───── Items ─────

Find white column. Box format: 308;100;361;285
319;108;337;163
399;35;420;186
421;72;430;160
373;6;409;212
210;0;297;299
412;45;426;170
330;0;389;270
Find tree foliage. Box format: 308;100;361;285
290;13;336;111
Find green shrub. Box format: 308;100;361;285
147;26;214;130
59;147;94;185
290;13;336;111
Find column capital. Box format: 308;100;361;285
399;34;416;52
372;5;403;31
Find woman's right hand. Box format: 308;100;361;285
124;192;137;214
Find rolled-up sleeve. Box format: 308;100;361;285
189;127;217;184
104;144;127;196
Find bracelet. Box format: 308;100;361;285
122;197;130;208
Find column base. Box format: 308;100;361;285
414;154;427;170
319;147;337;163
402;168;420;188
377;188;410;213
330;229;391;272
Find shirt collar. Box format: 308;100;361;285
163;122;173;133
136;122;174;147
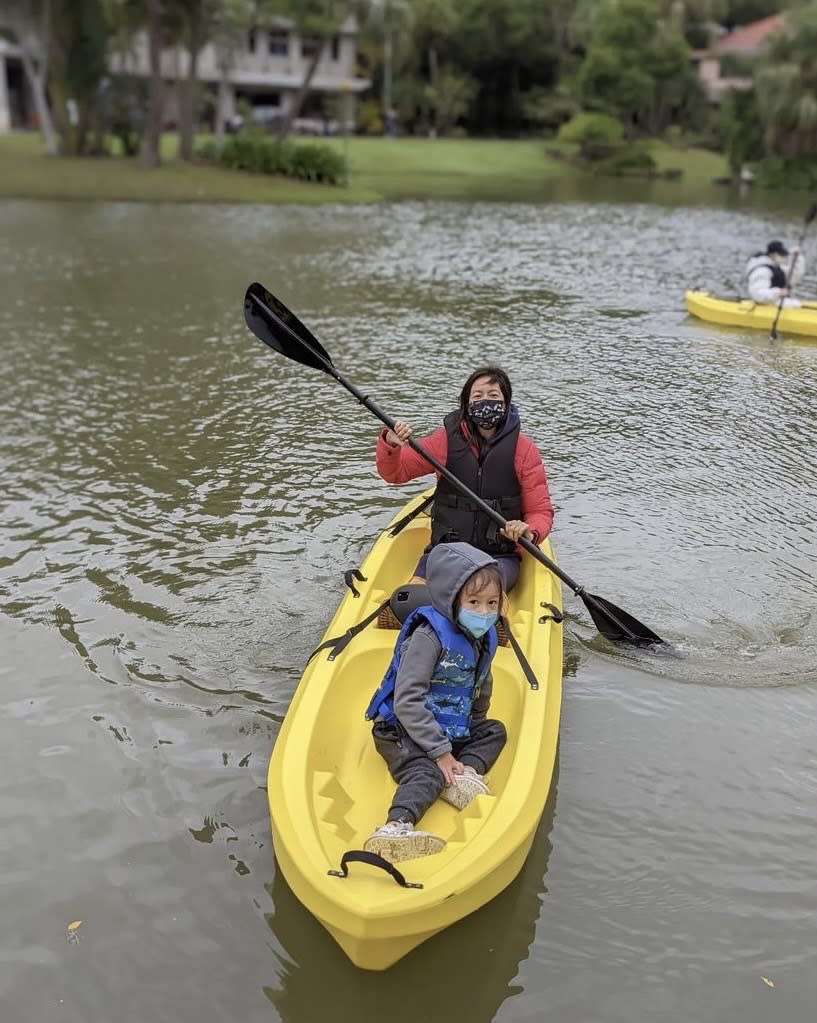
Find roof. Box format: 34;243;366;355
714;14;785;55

─────

= Task goal =
Please turn the records into a two-column CSV with the columns text and answer, one row per record. Begin at the line that has "Find column capital.", continue through the end of the records, put each record's text and its answer in their own quoted fields with line breaks replaced by spaces, and omit the pictures.

= Exercise output =
text,answer
"Find column capital. Box format: 308;100;361;285","399;34;416;52 372;5;403;31"
"Find woman's right hand. Box format: 308;100;361;285","124;192;137;214"
"Find rolled-up sleeve. Box format: 308;100;361;285","189;127;217;184 104;144;127;196"
"Find bracelet. Box format: 308;100;361;285","122;197;130;208"
"Find column base. Box format: 308;100;361;285","414;154;427;170 319;147;337;163 402;168;420;188 377;188;410;213 330;229;391;272"
"Find shirt collar. Box format: 308;100;361;285","163;122;173;133 136;122;174;147"
"Find roof. Box format: 34;243;366;355","714;14;785;55"